| YOUR INSTRUCTIONS |
Type the entries again, word for word.

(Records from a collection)
-=-=-=-=-

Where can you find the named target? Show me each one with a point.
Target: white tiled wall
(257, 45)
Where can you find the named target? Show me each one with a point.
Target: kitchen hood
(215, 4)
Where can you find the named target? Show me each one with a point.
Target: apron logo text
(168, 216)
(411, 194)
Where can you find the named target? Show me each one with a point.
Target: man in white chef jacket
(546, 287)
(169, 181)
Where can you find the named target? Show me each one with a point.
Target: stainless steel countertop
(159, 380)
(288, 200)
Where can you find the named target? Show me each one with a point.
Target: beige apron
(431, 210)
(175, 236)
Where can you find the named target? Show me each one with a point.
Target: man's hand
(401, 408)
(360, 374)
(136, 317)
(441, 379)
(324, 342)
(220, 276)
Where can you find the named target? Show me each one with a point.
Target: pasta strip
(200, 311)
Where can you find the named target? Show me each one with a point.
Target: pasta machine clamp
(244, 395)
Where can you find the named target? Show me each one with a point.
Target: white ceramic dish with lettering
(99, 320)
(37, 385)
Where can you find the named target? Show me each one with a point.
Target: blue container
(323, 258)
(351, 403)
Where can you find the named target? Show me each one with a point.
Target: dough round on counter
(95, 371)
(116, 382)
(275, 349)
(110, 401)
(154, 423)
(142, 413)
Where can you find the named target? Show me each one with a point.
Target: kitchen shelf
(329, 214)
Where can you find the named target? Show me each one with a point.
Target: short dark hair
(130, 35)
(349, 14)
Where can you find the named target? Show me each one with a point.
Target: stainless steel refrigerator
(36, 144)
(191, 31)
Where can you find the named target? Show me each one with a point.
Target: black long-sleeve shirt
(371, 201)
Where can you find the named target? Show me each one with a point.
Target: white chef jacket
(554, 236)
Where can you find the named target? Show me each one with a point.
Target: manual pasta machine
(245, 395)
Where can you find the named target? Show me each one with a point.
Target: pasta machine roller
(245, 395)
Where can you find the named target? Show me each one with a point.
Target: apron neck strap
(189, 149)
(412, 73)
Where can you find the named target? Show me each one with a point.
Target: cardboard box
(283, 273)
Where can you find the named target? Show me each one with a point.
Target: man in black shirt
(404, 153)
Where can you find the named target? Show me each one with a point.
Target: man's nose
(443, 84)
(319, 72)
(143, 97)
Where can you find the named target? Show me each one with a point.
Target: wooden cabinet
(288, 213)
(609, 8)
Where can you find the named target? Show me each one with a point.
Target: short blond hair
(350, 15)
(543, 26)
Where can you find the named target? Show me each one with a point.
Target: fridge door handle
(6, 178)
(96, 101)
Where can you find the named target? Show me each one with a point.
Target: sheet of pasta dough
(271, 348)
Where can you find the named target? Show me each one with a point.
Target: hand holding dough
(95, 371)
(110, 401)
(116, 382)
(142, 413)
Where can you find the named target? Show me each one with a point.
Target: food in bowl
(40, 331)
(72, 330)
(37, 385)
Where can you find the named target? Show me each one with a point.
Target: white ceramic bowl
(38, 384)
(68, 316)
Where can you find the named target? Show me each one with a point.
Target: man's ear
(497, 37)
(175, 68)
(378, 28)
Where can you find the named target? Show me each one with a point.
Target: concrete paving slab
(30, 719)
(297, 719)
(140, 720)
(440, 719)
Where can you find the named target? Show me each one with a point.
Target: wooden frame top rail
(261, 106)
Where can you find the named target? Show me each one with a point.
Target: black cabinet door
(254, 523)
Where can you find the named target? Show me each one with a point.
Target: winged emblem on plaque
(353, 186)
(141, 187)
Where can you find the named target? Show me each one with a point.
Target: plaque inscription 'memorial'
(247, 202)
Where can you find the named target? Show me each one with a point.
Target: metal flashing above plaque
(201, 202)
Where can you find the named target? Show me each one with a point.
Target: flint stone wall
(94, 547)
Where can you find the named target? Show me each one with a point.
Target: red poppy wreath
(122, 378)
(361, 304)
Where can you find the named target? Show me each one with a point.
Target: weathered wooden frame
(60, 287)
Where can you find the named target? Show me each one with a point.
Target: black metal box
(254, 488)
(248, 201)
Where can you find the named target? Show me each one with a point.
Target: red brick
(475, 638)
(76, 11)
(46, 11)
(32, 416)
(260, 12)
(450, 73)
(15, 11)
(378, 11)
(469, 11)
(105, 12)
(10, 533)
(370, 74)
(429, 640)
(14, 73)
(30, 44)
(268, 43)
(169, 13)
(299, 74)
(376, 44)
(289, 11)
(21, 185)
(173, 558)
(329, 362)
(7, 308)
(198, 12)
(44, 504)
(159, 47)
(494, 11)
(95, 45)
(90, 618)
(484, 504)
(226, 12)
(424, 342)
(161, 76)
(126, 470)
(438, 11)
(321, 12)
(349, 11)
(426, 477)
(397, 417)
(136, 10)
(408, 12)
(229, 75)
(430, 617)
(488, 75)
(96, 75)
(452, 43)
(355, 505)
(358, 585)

-=-=-=-=-

| RESULT OF THE TASK |
Where can you find the named target? Show me each one with a point.
Target: white tiled wall
(257, 45)
Where can you find the named target? Show me each one with a point.
Target: kitchen hood
(215, 4)
Where can you find the named target? Show me each one with a point.
Target: apron logo text
(168, 216)
(411, 194)
Where can you find the named target? Show me each one with a point.
Target: man in white chef jacket
(546, 287)
(169, 181)
Where can you find the named target? Show me each one with a point.
Target: stainless steel countertop
(159, 380)
(288, 200)
Where can you find the named target? Show me each one with a point.
Target: beige apron
(431, 210)
(175, 236)
Where can you find the named target? Show me each one with a point.
Target: man's hand
(401, 408)
(360, 374)
(136, 317)
(441, 379)
(324, 342)
(220, 276)
Where can you find the named target? Show me each one with a point.
Target: pasta strip
(200, 311)
Where can you find the named target? Show me each one with a point.
Target: pasta machine clamp
(244, 395)
Where can you find the named target? Show me each one with a point.
Target: white ceramic dish with lettering
(99, 320)
(37, 385)
Where can you find the named target? Show me each one with a point.
Target: blue container
(323, 258)
(351, 403)
Where can you find the named target? Show me each one with a point.
Target: dough round on counter
(95, 371)
(116, 382)
(275, 349)
(110, 401)
(154, 423)
(142, 413)
Where can you find the named target? Show me each one with a point.
Target: kitchen shelf
(329, 214)
Where can you find the named target? Show me each one with a point.
Target: short dark hair
(130, 35)
(349, 14)
Where can you find the named target? Show me each one with a point.
Target: stainless steel refrigerator
(36, 144)
(191, 31)
Where can you find the named target? Show me each one with a point.
Target: black long-sleeve shirt
(371, 201)
Where can you find the named target? Show me each one with a point.
Target: white chef jacket
(554, 236)
Where can you find the named target? Show me each one with a point.
Target: manual pasta machine
(245, 395)
Where can you find the named target? Show me each one with a point.
Target: pasta machine roller
(245, 395)
Where can you find the named target? Show me each one with a point.
Target: apron neck strap
(189, 149)
(412, 73)
Where can you find the named target? Show me each one with a point.
Target: cardboard box
(283, 273)
Where can you find the named target? Show me each one with a point.
Target: man in black shirt
(404, 153)
Where can you find the named target? Show me each one with a point.
Target: man's nose
(443, 84)
(319, 72)
(143, 97)
Where can you find the named target? Show me each one with a point.
Target: wooden cabinet
(288, 213)
(609, 8)
Where can you find the named target? Show me each one with a point.
Target: short blond hair
(350, 15)
(543, 26)
Where can you find the named target? Show me each one with a point.
Target: fridge door handle
(6, 178)
(96, 101)
Where can you find the named target? Show me each one with a point.
Target: sheet of pasta dough
(271, 348)
Where can you find the named target? Show me each one with a point.
Target: hand holding dough
(95, 371)
(110, 401)
(116, 382)
(142, 413)
Where can you find the named target? Show me each one with a point.
Target: food in bowl
(40, 331)
(72, 330)
(37, 385)
Where can you find the named target? Show me each one with a point.
Target: white ceramic bowl
(38, 384)
(68, 316)
Where can you find the named target? Show me each one with a point.
Target: man's ear
(497, 37)
(175, 68)
(378, 28)
Where can you find the named target? Show me each one with a point.
Target: concrete paving slab
(30, 719)
(297, 719)
(140, 720)
(440, 719)
Where can you find the named target? Show me each one with a point.
Target: wooden frame top rail
(261, 106)
Where can you find the named target? Show me each one with a point.
Target: black cabinet door
(254, 523)
Where can you find the named target? Show me each one with a point.
Target: winged emblem on plaque
(353, 186)
(141, 187)
Where can you find the named target? Show me each one with a point.
Target: plaque inscription 'memorial'
(247, 202)
Where can you find the named target? Show me each one with a point.
Target: metal flashing above plaque
(201, 202)
Where can you find the named target? Show me each one with a point.
Target: flint stone wall
(94, 547)
Where can you find the named target? Show me each one with a point.
Target: red poppy wreath
(122, 378)
(361, 304)
Where can you find the named target? Show me each one with a point.
Target: weathered wooden frame
(60, 287)
Where can you find the named target? Show me each one with a point.
Target: black metal box
(254, 488)
(248, 201)
Where can you find the named target? Show me each one with a point.
Target: red brick
(475, 638)
(76, 11)
(46, 11)
(32, 416)
(260, 12)
(450, 73)
(15, 11)
(378, 11)
(469, 11)
(105, 12)
(10, 533)
(370, 74)
(429, 640)
(14, 73)
(30, 44)
(268, 43)
(169, 13)
(299, 74)
(376, 44)
(289, 11)
(21, 185)
(173, 558)
(329, 362)
(7, 308)
(198, 12)
(44, 504)
(159, 47)
(494, 11)
(95, 45)
(90, 618)
(484, 504)
(226, 12)
(424, 342)
(161, 76)
(126, 470)
(438, 11)
(321, 12)
(349, 11)
(426, 477)
(397, 417)
(136, 10)
(408, 12)
(229, 75)
(430, 617)
(488, 75)
(96, 75)
(452, 43)
(355, 505)
(358, 585)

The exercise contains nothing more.